### [Task]
Please repeat the line that has "Phrase: tree trunk" and all lines after it, exactly as they appear, through the end of the entries.

(Image-grounded pointing data)
= Beginning of Section =

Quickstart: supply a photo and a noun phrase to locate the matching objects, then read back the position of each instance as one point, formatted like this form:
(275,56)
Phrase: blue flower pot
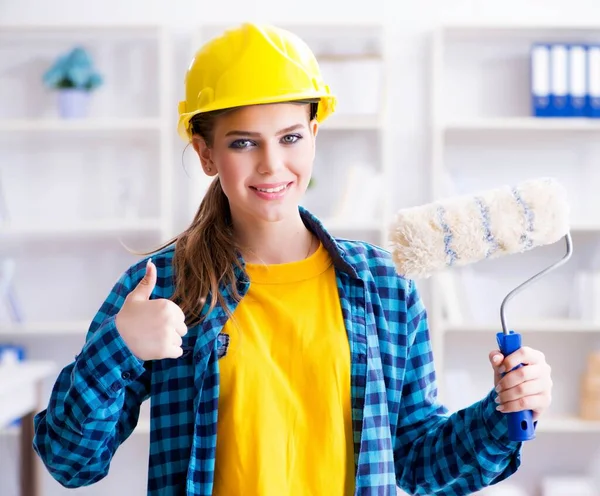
(73,103)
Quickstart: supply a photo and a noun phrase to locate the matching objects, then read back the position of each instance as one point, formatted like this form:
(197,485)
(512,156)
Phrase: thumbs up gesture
(151,329)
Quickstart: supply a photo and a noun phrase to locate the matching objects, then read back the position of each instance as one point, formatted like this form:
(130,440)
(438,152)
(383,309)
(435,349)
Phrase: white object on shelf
(59,328)
(453,298)
(360,195)
(460,391)
(92,228)
(356,82)
(80,125)
(517,124)
(567,485)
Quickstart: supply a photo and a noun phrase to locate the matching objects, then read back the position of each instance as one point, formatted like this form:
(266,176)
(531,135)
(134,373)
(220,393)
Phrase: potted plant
(74,77)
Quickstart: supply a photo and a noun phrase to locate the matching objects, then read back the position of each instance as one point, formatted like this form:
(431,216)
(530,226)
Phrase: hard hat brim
(326,107)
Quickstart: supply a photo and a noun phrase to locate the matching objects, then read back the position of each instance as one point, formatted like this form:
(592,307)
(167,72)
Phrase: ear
(314,127)
(205,154)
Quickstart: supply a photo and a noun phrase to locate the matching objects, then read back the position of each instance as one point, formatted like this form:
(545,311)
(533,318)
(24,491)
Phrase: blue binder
(593,81)
(559,80)
(577,91)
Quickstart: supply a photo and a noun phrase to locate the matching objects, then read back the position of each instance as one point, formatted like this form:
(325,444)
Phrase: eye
(288,139)
(241,144)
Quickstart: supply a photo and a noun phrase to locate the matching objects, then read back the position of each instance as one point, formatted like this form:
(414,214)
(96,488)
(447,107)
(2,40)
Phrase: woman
(278,360)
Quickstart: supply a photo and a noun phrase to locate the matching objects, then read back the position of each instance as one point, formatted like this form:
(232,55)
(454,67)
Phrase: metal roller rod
(531,280)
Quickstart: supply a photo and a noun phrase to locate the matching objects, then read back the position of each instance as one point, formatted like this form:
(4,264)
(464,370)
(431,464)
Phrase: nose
(271,160)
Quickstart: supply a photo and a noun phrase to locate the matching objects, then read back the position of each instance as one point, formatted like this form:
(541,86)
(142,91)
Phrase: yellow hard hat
(248,65)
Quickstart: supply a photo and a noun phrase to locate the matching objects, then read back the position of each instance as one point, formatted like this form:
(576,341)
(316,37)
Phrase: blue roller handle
(520,424)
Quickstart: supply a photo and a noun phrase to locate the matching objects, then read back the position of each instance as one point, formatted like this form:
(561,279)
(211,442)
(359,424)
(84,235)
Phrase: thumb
(496,359)
(145,287)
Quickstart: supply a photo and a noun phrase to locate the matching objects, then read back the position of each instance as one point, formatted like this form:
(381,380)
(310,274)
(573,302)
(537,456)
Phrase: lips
(271,188)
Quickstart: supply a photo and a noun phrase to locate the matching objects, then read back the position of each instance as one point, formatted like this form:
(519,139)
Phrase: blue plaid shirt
(402,435)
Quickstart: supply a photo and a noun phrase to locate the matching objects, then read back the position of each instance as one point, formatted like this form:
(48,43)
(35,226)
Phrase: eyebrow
(289,129)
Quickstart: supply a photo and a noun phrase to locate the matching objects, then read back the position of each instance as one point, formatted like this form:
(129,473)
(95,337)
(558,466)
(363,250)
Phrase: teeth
(272,190)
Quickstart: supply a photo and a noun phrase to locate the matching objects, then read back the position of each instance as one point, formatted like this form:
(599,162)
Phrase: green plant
(73,70)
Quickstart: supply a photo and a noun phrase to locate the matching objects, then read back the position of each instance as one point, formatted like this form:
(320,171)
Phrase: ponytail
(206,255)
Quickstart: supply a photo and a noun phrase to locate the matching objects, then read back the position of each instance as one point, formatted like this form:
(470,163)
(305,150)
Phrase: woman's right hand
(151,329)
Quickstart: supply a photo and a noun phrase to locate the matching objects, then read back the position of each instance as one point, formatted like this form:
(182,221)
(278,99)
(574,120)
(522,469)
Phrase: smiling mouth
(276,189)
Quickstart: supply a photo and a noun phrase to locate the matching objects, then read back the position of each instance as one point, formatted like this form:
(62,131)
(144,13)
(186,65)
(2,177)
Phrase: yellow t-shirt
(285,422)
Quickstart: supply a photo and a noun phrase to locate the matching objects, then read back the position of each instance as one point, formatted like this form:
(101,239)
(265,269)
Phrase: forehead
(263,119)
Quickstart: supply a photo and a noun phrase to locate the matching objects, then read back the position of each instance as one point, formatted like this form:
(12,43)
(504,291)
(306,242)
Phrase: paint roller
(462,230)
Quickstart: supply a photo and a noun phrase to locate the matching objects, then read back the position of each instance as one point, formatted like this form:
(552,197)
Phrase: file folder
(593,81)
(559,80)
(540,80)
(577,93)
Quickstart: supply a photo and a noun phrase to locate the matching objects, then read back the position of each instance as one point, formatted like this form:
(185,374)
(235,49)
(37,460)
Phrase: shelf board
(79,125)
(511,30)
(82,230)
(551,325)
(50,328)
(521,124)
(352,122)
(568,424)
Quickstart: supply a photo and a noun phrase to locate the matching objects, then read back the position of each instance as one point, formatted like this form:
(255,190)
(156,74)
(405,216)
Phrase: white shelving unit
(69,236)
(483,136)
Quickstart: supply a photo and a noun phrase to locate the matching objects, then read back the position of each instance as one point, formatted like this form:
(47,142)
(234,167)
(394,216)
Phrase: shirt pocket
(222,344)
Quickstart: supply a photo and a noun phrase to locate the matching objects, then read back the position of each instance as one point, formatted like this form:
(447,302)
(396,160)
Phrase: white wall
(411,22)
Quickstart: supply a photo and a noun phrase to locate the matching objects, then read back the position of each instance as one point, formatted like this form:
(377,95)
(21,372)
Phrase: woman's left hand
(526,388)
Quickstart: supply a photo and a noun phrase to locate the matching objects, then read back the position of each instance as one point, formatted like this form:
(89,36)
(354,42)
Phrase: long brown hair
(206,253)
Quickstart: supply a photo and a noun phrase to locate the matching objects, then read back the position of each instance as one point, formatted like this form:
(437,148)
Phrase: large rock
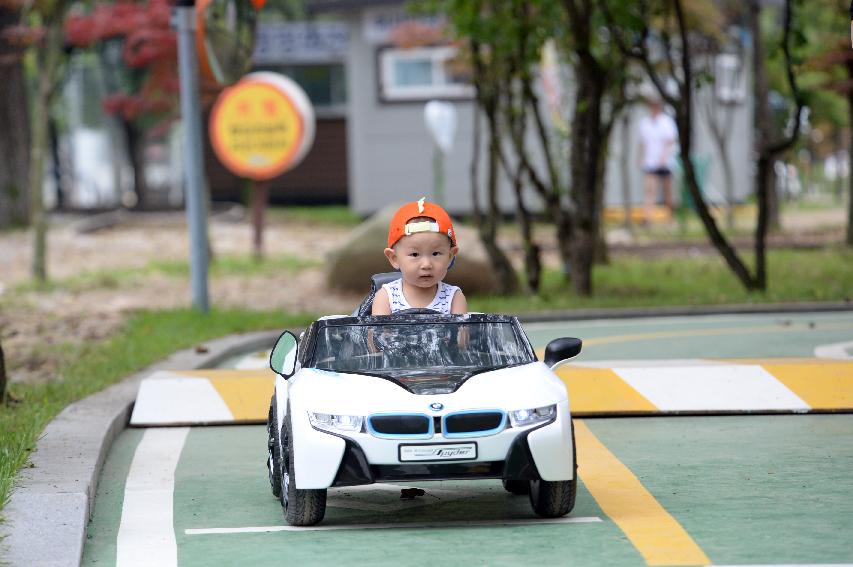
(351,265)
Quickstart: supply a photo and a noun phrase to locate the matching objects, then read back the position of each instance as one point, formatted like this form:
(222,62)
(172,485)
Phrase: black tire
(517,487)
(273,451)
(301,507)
(553,499)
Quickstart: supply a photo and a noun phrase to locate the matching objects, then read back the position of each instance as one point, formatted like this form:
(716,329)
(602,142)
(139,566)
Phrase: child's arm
(458,305)
(381,304)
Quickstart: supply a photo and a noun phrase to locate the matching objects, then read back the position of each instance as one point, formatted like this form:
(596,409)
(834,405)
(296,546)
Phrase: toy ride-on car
(418,396)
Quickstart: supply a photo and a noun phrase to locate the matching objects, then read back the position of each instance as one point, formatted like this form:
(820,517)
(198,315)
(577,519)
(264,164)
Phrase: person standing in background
(658,136)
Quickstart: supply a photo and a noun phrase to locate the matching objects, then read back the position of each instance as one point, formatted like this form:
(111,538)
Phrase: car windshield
(424,357)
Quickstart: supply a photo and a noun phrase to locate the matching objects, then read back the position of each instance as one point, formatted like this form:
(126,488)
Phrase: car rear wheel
(517,487)
(273,451)
(552,499)
(301,507)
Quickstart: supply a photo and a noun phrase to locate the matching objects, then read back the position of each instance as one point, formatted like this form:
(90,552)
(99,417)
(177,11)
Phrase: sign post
(260,128)
(194,165)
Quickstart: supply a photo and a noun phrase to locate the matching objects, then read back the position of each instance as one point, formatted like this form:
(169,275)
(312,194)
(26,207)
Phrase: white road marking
(165,398)
(397,526)
(835,350)
(712,388)
(146,535)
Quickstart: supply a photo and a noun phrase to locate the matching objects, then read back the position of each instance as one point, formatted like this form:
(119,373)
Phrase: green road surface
(748,490)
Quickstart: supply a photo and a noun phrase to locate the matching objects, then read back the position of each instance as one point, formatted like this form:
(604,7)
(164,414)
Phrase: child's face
(423,258)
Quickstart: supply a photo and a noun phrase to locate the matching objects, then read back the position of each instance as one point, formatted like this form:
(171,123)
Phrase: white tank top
(441,302)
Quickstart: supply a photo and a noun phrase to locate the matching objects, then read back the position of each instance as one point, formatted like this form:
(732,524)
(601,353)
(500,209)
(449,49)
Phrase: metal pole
(260,196)
(195,184)
(438,175)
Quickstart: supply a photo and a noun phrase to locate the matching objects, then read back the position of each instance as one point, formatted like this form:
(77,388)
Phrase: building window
(423,73)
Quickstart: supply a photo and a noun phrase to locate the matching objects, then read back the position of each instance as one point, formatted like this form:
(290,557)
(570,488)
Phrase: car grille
(400,425)
(473,423)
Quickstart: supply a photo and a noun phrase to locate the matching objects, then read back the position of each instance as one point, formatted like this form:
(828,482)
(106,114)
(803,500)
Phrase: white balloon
(440,118)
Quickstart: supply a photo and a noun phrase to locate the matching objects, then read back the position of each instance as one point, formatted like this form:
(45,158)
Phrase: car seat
(377,281)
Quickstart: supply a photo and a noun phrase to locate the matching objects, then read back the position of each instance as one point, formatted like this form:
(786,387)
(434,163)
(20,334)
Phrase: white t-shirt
(657,133)
(441,302)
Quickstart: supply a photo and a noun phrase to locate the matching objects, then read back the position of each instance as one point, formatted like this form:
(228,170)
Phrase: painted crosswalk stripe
(395,526)
(659,538)
(169,398)
(146,535)
(705,388)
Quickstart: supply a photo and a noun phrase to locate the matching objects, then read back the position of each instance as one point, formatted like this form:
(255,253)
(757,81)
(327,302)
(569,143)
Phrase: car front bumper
(542,451)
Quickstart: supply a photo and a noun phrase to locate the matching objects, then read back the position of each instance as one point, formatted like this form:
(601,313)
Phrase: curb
(48,511)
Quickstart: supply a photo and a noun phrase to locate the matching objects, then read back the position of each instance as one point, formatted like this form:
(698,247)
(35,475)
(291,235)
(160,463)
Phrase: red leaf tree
(138,52)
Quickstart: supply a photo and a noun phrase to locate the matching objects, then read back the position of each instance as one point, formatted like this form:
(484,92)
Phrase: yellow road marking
(706,332)
(247,393)
(658,536)
(822,385)
(593,390)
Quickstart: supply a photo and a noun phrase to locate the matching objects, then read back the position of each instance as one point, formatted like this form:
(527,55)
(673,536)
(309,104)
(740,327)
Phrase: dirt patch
(32,321)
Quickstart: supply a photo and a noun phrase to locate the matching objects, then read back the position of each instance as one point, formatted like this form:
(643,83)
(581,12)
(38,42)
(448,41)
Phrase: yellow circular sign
(257,130)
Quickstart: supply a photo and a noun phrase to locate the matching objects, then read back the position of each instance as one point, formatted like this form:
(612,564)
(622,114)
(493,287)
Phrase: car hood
(524,386)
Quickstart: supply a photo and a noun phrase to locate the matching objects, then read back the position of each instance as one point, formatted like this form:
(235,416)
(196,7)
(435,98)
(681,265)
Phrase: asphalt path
(723,490)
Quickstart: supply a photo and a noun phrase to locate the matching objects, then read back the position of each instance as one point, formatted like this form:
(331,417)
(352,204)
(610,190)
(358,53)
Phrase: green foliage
(631,281)
(339,215)
(85,369)
(222,266)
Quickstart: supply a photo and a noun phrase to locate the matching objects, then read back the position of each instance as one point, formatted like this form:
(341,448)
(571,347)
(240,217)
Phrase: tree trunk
(507,282)
(135,140)
(48,62)
(625,170)
(849,237)
(14,140)
(584,163)
(3,378)
(487,221)
(684,121)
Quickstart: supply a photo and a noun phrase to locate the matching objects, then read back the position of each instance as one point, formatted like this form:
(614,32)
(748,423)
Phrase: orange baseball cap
(401,227)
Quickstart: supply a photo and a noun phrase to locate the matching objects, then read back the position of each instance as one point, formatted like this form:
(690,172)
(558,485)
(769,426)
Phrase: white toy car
(418,396)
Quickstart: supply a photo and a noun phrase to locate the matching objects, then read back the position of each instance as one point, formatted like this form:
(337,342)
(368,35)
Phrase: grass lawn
(146,338)
(793,276)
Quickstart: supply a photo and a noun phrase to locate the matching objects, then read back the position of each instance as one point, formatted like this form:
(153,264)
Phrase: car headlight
(519,418)
(334,422)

= End of Section =

### [Result of the task]
Phrase: tree trunk
(507,282)
(135,140)
(48,62)
(625,170)
(849,237)
(14,140)
(584,163)
(3,378)
(487,221)
(684,121)
Quickstart: supply a photo and a noun phrase to locate the matching objects, then read back the position of each instance as one point, formatted like this form:
(614,32)
(748,423)
Phrase: orange baseball cap
(401,227)
Quickstart: supply a photo and a noun phrase to locate the matching objects, then read back the position of each instance as one point, formatted like this form:
(690,172)
(558,485)
(769,426)
Phrase: white toy car
(418,396)
Quickstart: supply a photo and a noun phrase to locate the matching objects, then read back the position of each instance as one point, formatted like this form:
(337,342)
(368,35)
Phrase: grass lawn
(146,338)
(793,276)
Quickstart: supply a photo and a noun phrase to locate the matching objects, then read back the position of each instance as one point, formatted like this form:
(153,264)
Phrase: car headlight
(519,418)
(334,422)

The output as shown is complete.